*** Opening Dataset ***

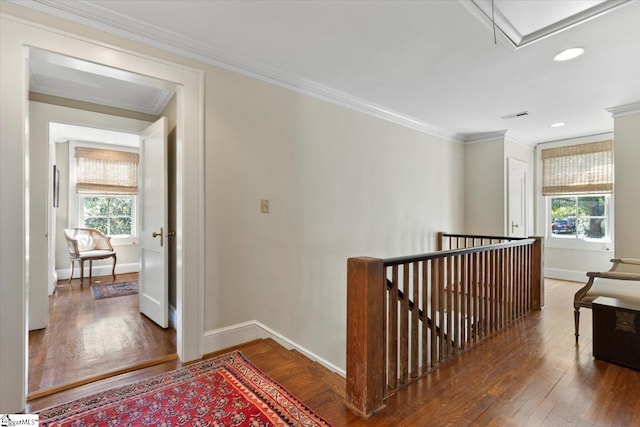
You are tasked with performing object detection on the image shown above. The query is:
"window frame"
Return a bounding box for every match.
[79,194,137,238]
[68,140,140,246]
[546,194,612,247]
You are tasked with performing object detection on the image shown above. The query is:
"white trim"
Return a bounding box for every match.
[56,262,139,281]
[545,268,588,283]
[14,0,463,143]
[606,102,640,118]
[202,321,346,377]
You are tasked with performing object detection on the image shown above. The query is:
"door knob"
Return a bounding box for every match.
[152,227,164,247]
[511,222,519,233]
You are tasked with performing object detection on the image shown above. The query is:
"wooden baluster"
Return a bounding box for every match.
[497,248,504,329]
[421,260,429,374]
[464,253,470,348]
[447,255,454,357]
[453,255,460,354]
[508,248,515,323]
[388,265,398,391]
[438,257,445,362]
[411,261,419,378]
[431,258,438,367]
[400,264,409,384]
[490,250,495,333]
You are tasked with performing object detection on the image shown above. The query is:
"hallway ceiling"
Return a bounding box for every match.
[17,0,640,145]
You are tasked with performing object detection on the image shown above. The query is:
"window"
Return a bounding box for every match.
[81,195,136,236]
[550,195,609,240]
[73,146,139,238]
[541,139,614,244]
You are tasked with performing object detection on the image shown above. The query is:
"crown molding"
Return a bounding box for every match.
[606,101,640,118]
[462,130,508,144]
[15,0,464,143]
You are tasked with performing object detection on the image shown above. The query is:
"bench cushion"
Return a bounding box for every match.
[584,278,640,305]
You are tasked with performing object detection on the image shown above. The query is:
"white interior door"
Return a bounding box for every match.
[508,158,527,238]
[139,117,169,327]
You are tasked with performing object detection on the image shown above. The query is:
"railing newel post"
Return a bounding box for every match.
[529,236,544,310]
[346,257,386,418]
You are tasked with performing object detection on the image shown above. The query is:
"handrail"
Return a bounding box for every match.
[346,232,544,418]
[384,238,536,266]
[439,232,529,241]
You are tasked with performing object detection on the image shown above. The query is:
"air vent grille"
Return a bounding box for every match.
[501,111,529,120]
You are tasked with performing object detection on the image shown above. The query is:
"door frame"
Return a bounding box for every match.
[0,15,204,412]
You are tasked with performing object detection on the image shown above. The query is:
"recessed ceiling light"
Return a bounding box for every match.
[550,122,566,128]
[553,47,585,62]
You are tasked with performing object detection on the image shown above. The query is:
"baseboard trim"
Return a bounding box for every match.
[56,262,139,280]
[545,268,588,283]
[202,321,345,377]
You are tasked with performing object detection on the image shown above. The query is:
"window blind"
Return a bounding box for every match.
[541,140,613,196]
[75,147,139,194]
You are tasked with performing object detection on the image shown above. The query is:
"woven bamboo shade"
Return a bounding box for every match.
[75,147,139,194]
[541,140,613,196]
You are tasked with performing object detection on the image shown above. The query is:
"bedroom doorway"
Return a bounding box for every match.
[27,51,179,397]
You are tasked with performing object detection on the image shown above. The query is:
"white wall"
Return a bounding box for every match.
[613,111,640,258]
[205,72,464,368]
[464,139,505,235]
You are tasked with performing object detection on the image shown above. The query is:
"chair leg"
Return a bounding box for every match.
[80,260,85,287]
[69,259,75,284]
[89,259,93,284]
[574,308,580,343]
[112,254,117,280]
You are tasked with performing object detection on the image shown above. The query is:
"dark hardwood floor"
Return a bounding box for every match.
[28,272,176,396]
[27,279,640,426]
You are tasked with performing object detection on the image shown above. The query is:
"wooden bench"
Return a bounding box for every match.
[574,258,640,341]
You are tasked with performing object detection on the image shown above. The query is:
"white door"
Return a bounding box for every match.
[508,158,527,238]
[139,117,169,327]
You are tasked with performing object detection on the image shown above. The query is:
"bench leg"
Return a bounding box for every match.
[574,308,580,343]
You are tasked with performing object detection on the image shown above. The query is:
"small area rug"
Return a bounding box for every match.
[37,351,332,427]
[91,281,139,300]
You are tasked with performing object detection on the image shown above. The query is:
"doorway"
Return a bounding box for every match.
[508,158,528,237]
[0,17,205,410]
[28,118,178,395]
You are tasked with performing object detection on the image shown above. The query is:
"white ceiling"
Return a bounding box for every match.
[17,0,640,145]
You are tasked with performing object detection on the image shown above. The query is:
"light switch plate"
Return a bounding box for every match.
[260,199,270,213]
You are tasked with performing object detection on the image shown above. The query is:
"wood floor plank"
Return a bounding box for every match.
[28,273,176,394]
[26,279,640,426]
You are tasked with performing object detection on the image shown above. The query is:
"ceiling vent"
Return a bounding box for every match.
[501,111,529,120]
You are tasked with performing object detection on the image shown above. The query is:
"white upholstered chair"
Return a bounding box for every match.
[63,228,117,287]
[574,258,640,341]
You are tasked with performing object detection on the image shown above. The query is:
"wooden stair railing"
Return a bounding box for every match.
[346,233,544,418]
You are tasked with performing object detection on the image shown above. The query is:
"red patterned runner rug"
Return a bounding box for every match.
[38,351,332,426]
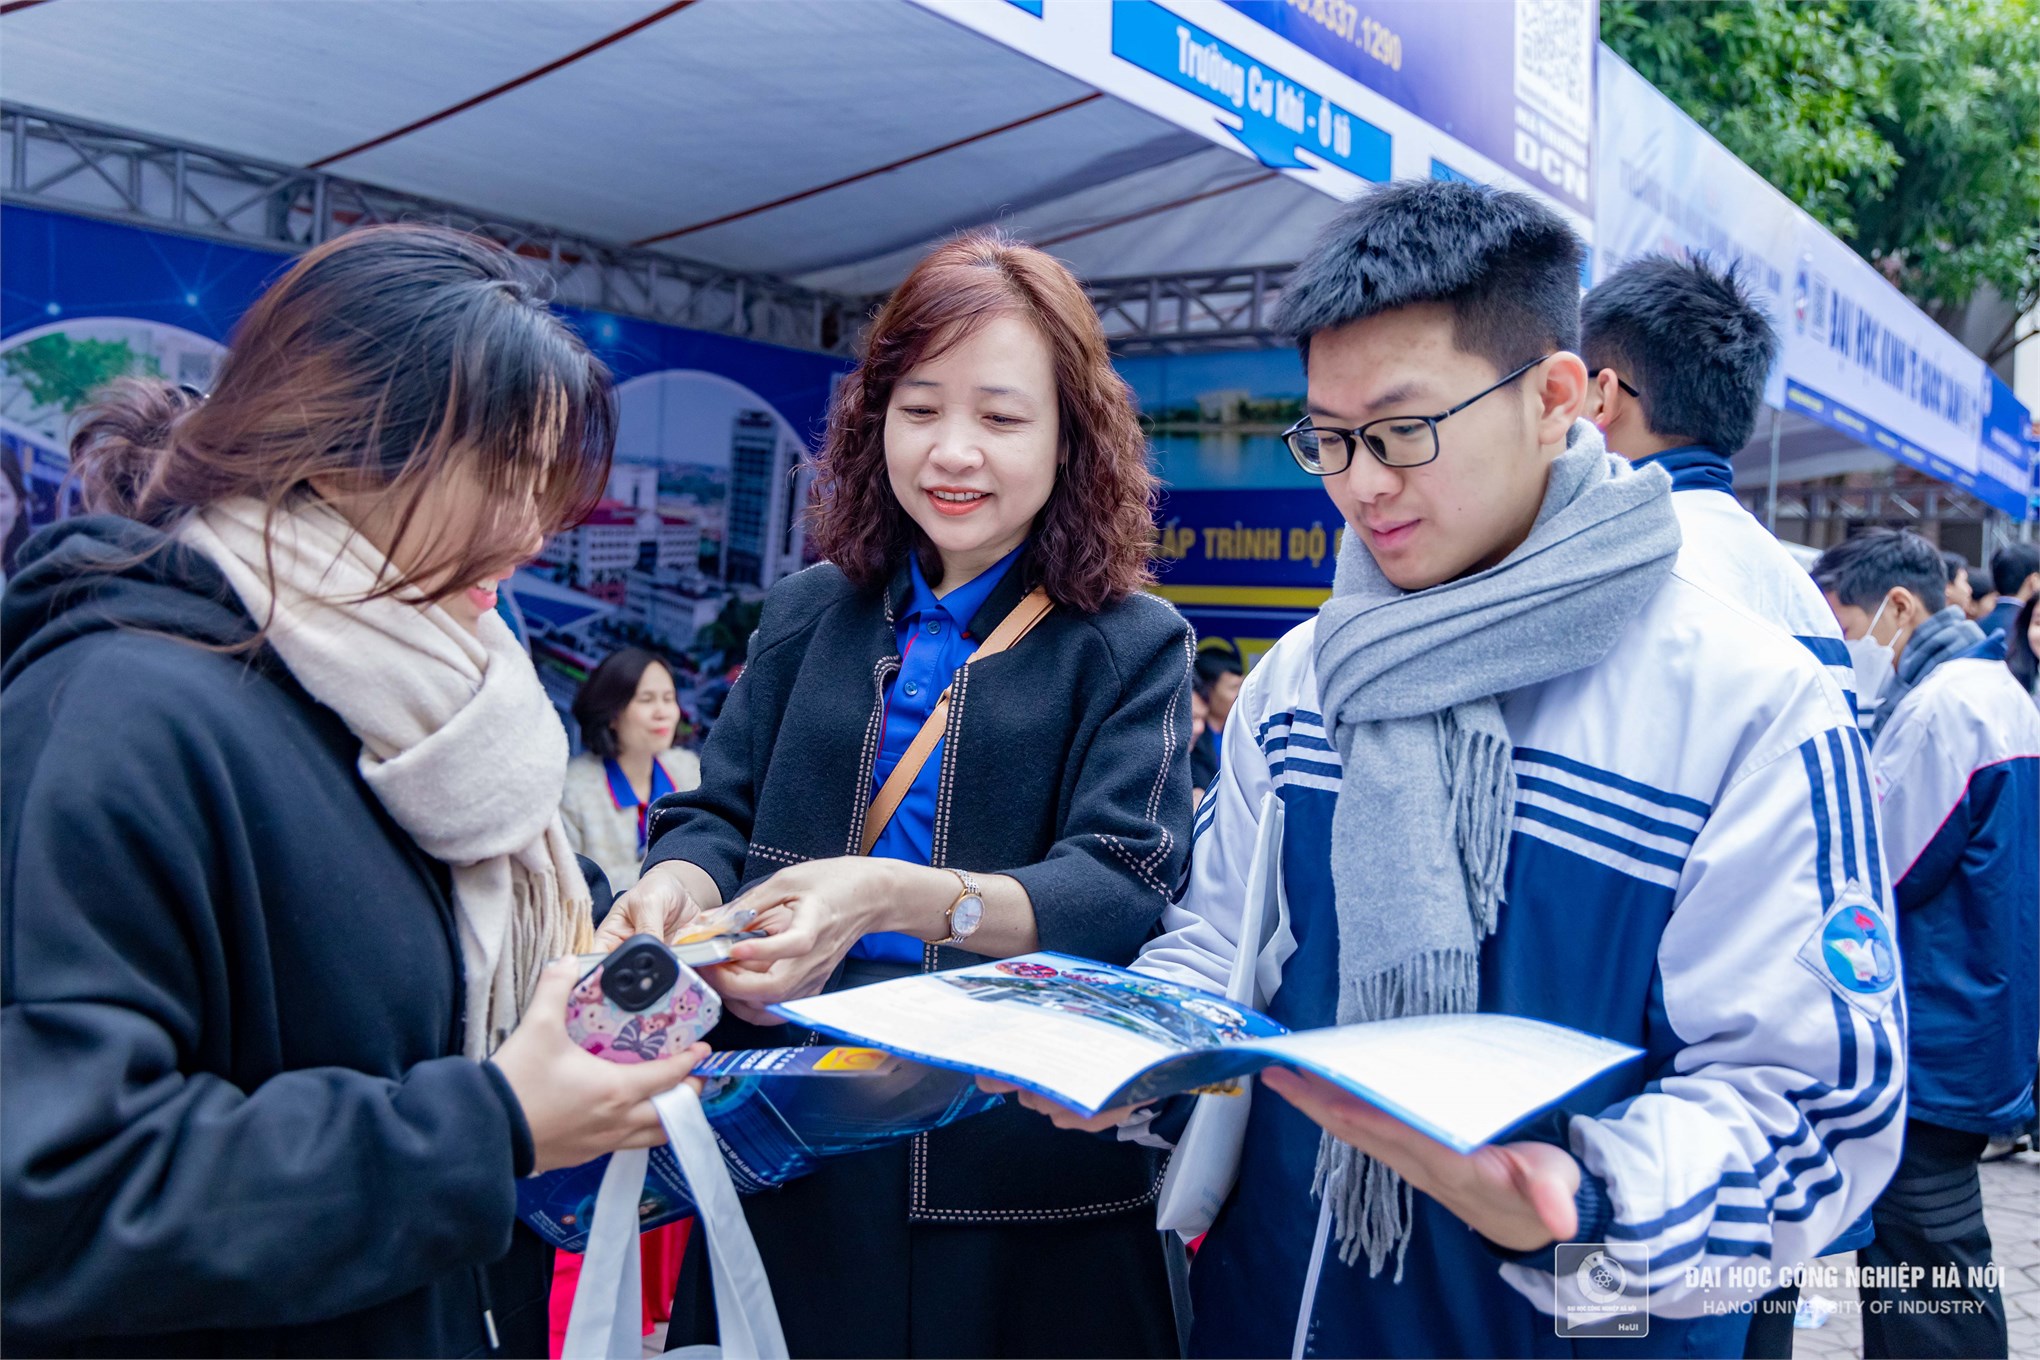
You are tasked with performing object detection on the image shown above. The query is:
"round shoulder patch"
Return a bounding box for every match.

*** Closing Dataset ***

**Work instructions**
From the records, copy every line that has the string "light" in it.

**Written answer**
"recessed ceiling light"
"light switch plate"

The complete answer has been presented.